Write out the lines from the line containing "One pin marks each instance of the ceiling" through the final line of the listing below, exactly, omitting every other line.
--- start PROVIDED RECORDS ---
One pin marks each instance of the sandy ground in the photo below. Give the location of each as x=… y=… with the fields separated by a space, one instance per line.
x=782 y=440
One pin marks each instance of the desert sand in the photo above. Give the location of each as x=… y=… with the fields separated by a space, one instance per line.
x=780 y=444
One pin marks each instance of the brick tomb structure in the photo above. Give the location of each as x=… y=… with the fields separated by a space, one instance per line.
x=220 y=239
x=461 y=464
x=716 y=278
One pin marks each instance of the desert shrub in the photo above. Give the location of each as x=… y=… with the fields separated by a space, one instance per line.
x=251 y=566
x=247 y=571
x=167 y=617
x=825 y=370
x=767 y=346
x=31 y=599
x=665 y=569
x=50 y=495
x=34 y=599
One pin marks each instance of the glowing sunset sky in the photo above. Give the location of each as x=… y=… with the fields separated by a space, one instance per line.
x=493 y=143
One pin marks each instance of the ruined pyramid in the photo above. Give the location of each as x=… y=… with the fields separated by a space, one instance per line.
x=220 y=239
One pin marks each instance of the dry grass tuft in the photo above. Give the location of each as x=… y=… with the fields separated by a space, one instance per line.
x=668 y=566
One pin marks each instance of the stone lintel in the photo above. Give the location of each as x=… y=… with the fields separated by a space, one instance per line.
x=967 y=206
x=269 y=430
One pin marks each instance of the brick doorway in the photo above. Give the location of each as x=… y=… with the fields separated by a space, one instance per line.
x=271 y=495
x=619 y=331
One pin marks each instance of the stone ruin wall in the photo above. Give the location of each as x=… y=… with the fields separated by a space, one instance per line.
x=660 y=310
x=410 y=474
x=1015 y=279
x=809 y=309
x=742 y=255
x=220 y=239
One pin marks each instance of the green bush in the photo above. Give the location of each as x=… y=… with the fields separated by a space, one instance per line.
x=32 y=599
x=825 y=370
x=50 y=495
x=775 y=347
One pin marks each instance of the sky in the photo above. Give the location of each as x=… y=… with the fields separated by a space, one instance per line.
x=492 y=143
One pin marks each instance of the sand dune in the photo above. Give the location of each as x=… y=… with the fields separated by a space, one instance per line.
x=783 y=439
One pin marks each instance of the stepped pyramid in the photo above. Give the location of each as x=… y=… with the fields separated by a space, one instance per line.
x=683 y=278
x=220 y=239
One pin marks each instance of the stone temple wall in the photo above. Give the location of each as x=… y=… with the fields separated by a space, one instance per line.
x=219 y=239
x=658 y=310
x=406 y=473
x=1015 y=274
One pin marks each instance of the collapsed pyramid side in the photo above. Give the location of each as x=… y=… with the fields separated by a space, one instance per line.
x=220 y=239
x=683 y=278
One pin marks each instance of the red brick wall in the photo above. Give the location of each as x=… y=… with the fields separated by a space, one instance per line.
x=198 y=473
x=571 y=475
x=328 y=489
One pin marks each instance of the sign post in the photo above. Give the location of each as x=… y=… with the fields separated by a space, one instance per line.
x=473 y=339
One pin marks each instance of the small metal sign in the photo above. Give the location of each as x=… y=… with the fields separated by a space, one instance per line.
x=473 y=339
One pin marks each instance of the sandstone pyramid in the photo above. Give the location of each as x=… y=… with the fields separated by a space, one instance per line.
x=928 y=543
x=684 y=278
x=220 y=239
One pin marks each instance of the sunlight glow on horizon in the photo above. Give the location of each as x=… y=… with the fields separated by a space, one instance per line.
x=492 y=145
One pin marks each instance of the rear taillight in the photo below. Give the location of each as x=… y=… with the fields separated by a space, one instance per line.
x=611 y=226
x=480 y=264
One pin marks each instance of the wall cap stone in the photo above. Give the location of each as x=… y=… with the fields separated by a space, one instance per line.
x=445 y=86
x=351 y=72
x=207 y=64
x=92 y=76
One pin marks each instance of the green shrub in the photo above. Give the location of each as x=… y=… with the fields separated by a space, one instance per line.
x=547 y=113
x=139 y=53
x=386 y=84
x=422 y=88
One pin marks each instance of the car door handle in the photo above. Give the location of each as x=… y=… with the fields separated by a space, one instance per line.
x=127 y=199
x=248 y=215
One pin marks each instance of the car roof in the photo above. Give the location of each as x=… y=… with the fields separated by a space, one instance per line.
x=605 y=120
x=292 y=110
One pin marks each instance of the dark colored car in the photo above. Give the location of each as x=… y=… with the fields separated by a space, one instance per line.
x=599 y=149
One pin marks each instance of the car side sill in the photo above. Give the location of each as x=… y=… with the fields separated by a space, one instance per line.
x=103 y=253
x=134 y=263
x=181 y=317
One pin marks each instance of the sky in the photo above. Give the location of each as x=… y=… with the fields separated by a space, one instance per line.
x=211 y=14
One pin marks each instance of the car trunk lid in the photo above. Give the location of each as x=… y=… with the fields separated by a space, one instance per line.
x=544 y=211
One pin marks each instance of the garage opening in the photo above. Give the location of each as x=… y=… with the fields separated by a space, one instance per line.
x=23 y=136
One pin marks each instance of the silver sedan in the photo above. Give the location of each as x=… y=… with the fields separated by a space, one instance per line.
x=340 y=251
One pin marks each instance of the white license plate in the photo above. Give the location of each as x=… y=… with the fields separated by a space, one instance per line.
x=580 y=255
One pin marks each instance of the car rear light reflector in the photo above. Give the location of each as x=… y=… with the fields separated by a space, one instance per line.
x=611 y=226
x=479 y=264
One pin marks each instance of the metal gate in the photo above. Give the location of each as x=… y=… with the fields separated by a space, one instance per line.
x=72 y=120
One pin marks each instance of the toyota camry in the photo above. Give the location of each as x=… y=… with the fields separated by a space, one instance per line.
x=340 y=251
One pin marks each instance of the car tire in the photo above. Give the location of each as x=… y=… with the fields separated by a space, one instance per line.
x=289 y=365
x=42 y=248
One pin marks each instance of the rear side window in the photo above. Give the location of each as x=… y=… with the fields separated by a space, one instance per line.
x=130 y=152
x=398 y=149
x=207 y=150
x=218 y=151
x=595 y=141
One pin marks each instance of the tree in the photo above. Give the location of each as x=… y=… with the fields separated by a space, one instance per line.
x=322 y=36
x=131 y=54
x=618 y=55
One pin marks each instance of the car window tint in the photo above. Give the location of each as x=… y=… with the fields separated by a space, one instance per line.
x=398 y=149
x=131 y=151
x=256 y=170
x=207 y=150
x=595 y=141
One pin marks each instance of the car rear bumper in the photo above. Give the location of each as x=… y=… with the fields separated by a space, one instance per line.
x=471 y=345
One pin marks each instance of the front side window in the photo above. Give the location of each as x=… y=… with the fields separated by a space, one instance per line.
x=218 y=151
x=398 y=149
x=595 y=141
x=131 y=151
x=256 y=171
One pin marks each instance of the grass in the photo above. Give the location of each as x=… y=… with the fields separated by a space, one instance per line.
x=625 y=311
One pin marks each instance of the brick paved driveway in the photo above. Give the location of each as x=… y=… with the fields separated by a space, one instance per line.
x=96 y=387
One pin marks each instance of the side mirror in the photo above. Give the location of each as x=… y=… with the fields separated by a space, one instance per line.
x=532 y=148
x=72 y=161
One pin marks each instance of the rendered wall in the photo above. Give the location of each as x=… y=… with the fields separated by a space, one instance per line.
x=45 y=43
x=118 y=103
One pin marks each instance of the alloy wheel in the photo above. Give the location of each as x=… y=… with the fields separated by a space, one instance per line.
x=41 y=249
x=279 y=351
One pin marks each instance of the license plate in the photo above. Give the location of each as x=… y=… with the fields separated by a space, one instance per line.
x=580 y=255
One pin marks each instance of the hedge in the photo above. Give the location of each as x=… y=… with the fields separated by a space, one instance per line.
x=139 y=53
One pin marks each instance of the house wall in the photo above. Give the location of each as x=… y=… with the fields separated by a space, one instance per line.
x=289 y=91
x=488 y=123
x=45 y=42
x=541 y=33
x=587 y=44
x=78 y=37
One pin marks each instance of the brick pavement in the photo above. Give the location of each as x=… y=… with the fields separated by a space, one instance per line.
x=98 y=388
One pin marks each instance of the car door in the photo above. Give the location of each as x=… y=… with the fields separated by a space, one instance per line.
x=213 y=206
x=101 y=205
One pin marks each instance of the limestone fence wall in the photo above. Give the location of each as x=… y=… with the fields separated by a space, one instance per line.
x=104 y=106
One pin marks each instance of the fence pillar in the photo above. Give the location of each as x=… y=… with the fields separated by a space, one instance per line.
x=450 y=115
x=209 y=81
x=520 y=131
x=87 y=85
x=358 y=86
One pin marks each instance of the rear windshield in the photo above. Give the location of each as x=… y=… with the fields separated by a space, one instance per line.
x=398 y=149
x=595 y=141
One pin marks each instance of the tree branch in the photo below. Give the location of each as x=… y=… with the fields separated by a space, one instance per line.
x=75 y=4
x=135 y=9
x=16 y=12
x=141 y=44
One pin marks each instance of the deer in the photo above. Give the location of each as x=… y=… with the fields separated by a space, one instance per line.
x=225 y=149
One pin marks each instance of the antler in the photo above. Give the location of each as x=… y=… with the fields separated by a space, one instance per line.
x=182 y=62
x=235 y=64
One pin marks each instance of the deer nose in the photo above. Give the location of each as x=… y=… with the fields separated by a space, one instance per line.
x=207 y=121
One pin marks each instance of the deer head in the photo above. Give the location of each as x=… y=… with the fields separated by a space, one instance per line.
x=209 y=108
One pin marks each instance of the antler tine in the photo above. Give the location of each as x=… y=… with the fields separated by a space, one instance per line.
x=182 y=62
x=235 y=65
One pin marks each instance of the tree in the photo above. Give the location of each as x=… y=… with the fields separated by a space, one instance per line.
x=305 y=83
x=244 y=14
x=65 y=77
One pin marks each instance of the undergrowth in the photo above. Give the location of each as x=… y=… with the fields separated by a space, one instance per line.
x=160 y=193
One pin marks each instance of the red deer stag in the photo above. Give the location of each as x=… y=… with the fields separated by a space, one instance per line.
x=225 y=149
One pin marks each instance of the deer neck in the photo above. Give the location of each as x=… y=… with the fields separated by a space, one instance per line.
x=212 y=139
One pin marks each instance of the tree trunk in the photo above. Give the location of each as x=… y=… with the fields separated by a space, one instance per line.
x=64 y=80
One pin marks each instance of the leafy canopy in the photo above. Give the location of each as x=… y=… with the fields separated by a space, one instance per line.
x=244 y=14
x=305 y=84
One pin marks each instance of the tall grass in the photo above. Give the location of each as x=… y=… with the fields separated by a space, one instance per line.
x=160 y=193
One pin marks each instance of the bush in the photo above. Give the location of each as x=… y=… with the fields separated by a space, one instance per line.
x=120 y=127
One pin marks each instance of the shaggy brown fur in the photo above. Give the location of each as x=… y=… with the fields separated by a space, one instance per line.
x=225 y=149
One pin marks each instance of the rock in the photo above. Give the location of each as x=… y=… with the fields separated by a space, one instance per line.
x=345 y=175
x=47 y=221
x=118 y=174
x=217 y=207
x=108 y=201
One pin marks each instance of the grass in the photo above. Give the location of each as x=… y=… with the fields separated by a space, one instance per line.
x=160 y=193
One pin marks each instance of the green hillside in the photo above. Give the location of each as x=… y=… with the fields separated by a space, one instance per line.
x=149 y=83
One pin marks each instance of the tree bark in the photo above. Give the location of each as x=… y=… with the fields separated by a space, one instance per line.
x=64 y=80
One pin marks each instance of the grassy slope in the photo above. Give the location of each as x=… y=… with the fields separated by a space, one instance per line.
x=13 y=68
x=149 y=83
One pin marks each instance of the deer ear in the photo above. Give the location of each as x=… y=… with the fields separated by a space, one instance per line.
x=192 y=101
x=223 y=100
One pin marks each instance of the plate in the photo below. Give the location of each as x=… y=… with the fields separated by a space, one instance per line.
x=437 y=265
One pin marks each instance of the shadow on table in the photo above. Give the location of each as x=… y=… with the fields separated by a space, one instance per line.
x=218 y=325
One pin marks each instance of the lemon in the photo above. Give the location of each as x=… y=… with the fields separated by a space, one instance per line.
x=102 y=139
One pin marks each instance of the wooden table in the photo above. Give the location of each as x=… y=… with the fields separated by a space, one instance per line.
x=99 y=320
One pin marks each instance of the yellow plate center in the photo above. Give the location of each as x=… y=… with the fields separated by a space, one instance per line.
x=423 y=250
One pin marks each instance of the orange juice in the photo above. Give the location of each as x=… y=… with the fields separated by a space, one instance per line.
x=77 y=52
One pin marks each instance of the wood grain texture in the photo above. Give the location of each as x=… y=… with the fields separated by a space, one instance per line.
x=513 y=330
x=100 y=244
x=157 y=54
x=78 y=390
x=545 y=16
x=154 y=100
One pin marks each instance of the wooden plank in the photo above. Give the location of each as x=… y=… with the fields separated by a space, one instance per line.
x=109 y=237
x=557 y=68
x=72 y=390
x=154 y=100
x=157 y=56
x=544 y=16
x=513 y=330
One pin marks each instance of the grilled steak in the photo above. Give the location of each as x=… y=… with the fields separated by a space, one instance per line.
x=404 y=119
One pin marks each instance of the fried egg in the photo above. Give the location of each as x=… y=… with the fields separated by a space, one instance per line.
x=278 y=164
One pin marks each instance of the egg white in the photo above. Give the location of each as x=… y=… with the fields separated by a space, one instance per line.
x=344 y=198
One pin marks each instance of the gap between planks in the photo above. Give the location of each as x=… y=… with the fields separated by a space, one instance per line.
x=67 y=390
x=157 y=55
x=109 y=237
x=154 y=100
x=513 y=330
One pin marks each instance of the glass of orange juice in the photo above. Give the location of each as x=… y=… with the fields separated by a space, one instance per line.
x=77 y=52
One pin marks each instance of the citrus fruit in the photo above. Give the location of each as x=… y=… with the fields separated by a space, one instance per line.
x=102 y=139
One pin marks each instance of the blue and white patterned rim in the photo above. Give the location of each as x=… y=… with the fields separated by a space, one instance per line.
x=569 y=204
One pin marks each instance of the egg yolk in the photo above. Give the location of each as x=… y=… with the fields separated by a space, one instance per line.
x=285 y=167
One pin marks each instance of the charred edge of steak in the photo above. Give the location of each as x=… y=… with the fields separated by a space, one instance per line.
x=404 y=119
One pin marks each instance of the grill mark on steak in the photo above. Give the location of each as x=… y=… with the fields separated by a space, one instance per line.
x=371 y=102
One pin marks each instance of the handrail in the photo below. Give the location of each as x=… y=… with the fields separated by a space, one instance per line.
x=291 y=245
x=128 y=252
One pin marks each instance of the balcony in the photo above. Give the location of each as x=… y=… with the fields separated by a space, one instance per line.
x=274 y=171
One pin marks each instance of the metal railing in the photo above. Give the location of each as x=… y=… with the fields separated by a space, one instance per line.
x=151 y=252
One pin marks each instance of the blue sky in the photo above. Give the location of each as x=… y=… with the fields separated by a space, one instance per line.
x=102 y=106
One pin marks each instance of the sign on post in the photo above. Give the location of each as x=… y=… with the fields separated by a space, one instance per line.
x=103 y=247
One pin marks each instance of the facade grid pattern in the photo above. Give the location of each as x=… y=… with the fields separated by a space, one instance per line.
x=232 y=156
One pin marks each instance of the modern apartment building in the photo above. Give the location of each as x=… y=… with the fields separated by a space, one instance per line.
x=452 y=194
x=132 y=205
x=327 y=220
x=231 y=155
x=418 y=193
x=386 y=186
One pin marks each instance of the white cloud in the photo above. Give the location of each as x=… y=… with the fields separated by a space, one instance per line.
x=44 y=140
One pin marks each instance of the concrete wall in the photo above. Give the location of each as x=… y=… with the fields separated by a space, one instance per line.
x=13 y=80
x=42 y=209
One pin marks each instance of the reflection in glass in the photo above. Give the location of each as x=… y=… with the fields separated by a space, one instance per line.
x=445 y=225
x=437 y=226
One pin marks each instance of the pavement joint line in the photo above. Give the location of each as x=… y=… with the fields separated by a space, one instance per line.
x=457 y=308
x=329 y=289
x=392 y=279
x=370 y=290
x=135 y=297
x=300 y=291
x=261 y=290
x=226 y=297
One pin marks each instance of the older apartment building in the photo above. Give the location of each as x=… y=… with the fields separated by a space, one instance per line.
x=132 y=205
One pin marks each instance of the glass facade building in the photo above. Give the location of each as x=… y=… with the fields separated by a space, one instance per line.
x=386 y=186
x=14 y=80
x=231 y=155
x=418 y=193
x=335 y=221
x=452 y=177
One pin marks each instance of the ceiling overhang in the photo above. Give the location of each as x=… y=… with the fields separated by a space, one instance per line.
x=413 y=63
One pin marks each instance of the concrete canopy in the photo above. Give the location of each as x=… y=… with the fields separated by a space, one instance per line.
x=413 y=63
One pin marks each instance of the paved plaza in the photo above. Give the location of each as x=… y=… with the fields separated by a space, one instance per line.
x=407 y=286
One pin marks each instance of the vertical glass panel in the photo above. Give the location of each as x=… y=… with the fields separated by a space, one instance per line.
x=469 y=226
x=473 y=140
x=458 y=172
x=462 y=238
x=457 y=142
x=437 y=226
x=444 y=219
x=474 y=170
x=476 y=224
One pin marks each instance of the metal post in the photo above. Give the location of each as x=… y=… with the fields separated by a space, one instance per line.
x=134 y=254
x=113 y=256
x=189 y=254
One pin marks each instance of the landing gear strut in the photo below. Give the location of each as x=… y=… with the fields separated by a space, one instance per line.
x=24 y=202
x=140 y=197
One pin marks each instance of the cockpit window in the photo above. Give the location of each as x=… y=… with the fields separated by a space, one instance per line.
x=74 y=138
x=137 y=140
--- end PROVIDED RECORDS ---
» **ANSWER TO THE EXERCISE**:
One pin marks each instance of the ceiling overhang in the photo above. Give the location of each as x=… y=… with the fields separated by a space, one instance per line.
x=413 y=63
One pin marks each instance of the concrete canopy in the photo above. Give the location of each as x=… y=… with the fields separated by a space, one instance per line.
x=413 y=63
One pin marks each instance of the paved plaza in the photo above. Give the location of each as x=… y=… with the fields separated by a space, one instance per line.
x=407 y=286
One pin marks each instance of the vertical glass panel in the photo above. Give the location of each as x=… y=… with the fields separated by a space, one instance per line.
x=469 y=226
x=473 y=140
x=458 y=172
x=462 y=238
x=457 y=142
x=437 y=226
x=444 y=219
x=474 y=170
x=476 y=224
One pin marks each instance of the metal post in the photo above. Give the location of each as x=… y=… with the fields separated by a space, one instance per line.
x=134 y=254
x=113 y=256
x=189 y=254
One pin marks each instance of the landing gear strut in the photo below. Give the location of each as x=… y=… with the fields separated by a space, one instance per line.
x=24 y=202
x=140 y=197
One pin marks each instance of the cockpit window in the photo above. Give the location of each as x=… y=… with the fields separated by a space, one instance per line.
x=74 y=138
x=137 y=140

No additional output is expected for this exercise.